= TASK ITEM =
Restate the records in full, keeping every word as it is.

Saved entries
● ● ● ●
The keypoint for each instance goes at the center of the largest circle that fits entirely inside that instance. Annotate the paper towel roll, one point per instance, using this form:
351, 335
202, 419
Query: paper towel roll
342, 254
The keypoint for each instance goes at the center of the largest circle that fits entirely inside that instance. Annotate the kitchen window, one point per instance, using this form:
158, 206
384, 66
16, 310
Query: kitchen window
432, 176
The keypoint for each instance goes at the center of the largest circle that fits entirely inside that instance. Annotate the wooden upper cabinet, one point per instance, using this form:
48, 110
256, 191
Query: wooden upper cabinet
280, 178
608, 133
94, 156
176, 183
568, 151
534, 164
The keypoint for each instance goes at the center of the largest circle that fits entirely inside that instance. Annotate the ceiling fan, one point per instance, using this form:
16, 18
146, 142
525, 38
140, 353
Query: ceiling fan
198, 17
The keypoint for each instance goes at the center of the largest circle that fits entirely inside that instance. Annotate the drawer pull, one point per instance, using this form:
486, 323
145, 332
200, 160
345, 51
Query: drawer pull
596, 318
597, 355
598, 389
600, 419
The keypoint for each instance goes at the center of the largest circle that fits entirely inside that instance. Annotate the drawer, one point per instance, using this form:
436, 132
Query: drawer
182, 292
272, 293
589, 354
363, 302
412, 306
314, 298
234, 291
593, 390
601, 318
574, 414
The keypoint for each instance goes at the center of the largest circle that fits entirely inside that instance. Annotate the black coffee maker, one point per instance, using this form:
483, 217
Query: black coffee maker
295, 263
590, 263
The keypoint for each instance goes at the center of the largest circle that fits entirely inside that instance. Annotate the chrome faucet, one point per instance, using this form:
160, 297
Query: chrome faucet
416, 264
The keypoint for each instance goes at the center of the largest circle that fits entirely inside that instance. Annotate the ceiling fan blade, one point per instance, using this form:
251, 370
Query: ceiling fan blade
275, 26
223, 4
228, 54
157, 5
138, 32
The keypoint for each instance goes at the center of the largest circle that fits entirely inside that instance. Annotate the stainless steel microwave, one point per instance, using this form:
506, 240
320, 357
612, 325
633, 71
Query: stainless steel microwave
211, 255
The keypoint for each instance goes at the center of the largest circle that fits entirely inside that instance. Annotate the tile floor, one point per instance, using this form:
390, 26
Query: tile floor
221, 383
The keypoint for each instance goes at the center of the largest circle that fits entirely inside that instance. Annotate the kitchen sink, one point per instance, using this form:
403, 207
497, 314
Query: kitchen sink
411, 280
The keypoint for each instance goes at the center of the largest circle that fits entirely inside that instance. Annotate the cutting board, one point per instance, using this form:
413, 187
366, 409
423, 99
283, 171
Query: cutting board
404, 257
● ● ● ●
= OUTPUT OF THE TASK =
The keypoint for each instance goes at the center of the largest circle that fits entirely inside that instance. Annotate the paper towel roll, one point per instance, using this form:
351, 335
202, 419
Query: paper towel roll
342, 254
The keypoint for each instance goes at the center of the largest circle that fits entirely inside that instance. Annotate the kitchen window, one point per instance, using this form:
158, 206
384, 66
16, 310
Query: kitchen window
432, 176
The keypoint for each instance goes at the center of the largest circle that fits entirely inside that instance. Annotate the wooden upper cabinet, one point per instance, using this form:
48, 110
256, 191
Query: wooden upper cabinet
280, 178
608, 133
94, 156
176, 183
568, 151
534, 164
The keypoint for each instance goes at the center of the largest circle that fits entirely inside that instance. Annotate the ceiling fan, one point per instance, using this form:
16, 18
146, 142
525, 38
140, 353
Query: ceiling fan
198, 17
The keypoint for each instance goes at the center of the largest circle that fits entirely inside that instance. Annotate the drawer pull, one point per instance, using this form:
486, 323
145, 332
200, 160
345, 51
Query: drawer pull
596, 318
597, 355
598, 389
600, 419
The keypoint for each instance goes at the center of the largest circle that fits entirely inside that instance. Annotate the drawer, one point per instance, using this form:
436, 132
Query: drawer
182, 292
272, 293
589, 354
363, 302
412, 306
314, 298
234, 291
593, 390
601, 318
574, 414
The keypoint for each instance goes at the center of the largest circle that fits entirely inside that instance. Annotate the black coffee maker, one point per instance, using this form:
483, 217
Query: black coffee maker
295, 263
590, 263
The keypoint for each instance goes at the center of the largest circle that fits entirely inside that instance. Annotate the chrome faucet, one point per instance, using this form:
160, 297
Query: chrome faucet
416, 264
The keypoint for each instance goes at the center of the largest circle that fits entirely inside that instance. Annotate the ceiling fan blade, one point per instance, using this form:
251, 370
Query: ceiling fan blade
275, 26
223, 4
228, 54
157, 5
138, 32
The keypoint for each instance goes at the center of the largest circle that fits entirely inside that instance. Annotate the stainless steel microwave, one point per instance, using this form:
506, 240
320, 357
612, 325
633, 71
Query: stainless steel microwave
211, 255
The keypoint for each instance goes at the center of the largest circle that fits entirely inside that instance. Annotate the tile floor, one point per instance, using this form:
390, 26
Query: tile floor
221, 383
The keypoint for each instance goes at the center of the largest circle that fits entirely inside that instance. Annotate the kitchen sink, one point per instance, using this form:
403, 207
497, 314
Query: kitchen sink
411, 280
The keypoint for each instance goes at the center of the largest circle that fits entirely inside that instance. Annotate the cutting board, one point per instance, using this form:
413, 187
366, 409
423, 99
283, 171
Query: cutting board
404, 257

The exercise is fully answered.